### WHAT YOU HAVE TO DO
Return all of the entries exactly as written.

(Location identification entries)

<<<<

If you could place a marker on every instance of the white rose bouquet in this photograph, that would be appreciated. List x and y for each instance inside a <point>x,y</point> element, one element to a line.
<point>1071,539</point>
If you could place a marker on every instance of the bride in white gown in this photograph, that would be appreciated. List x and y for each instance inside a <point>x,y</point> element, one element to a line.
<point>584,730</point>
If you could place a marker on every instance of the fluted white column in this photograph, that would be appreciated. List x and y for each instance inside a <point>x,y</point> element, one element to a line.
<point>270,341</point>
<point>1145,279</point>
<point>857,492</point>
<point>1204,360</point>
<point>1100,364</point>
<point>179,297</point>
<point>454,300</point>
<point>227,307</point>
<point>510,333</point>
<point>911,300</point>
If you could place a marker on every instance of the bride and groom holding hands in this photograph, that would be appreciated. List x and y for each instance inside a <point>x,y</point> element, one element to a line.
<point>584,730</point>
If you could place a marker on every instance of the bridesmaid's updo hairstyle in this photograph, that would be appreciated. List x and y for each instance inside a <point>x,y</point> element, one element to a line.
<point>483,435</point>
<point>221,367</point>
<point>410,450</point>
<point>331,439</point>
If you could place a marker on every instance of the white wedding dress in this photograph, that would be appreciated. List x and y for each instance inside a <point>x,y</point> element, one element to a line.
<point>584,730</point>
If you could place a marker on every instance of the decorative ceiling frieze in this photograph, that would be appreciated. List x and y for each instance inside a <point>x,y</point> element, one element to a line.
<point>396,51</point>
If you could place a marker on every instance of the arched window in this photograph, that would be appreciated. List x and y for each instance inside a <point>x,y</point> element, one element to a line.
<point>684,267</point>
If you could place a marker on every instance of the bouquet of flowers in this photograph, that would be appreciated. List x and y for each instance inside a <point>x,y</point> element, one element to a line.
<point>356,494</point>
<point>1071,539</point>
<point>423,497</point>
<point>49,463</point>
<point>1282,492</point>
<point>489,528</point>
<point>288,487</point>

>>>>

### RESPONSE BELOW
If you could place a marker on every instance of the white rose bouquet in this photograph, that would be appreciated. List x and y for each instance inside a <point>x,y</point> element, one element to a line.
<point>1071,539</point>
If you could place a marker on every instance of the bride in white gown in this photograph, that would be appreciated. List x and y for each instance inside a <point>x,y</point> element, one element to a line.
<point>584,730</point>
If you could place a marker on every instance of the fluted white column in this photograph, that would be appreciated. List x and y for each instance inside a <point>x,y</point> element, one element to a line.
<point>270,341</point>
<point>1145,279</point>
<point>857,492</point>
<point>1204,360</point>
<point>1100,364</point>
<point>179,297</point>
<point>454,300</point>
<point>227,307</point>
<point>510,333</point>
<point>911,300</point>
If you could place a marker on every instance of the bride and groom holding hands in this photograph, that would be appreciated. List x and y for each instance inside a <point>x,y</point> element, one element to a line.
<point>584,730</point>
If you could place a marker on every instance of the bridesmaid's updo hairstyle in this photograph, that would be appreciated. List x and y for each instance inside a <point>x,y</point> element, one element to a line.
<point>483,435</point>
<point>221,367</point>
<point>410,450</point>
<point>331,439</point>
If you could place a marker on every instance of the white wedding dress in this photograph, that would be appreciated. List x and y for each instance inside a <point>x,y</point> element, one element to a line.
<point>584,730</point>
If you could place a marker on every instance of the decorative ceiling frieze in this photograph, that would be appreciated. List x and y for each instance inside a <point>x,y</point> element, one element to a line.
<point>396,51</point>
If you could place a marker on every instance of the arched window in this photograph, that would be appreciated. List x and y for each instance inside a <point>x,y</point> element, one element to a line.
<point>684,267</point>
If you could place a marker on every instance of the bouquet of flowers in this photograph, that would be appreciated. List x and y for each instance inside a <point>x,y</point> element, one element to a line.
<point>356,494</point>
<point>1071,539</point>
<point>423,497</point>
<point>49,463</point>
<point>1282,492</point>
<point>489,528</point>
<point>288,487</point>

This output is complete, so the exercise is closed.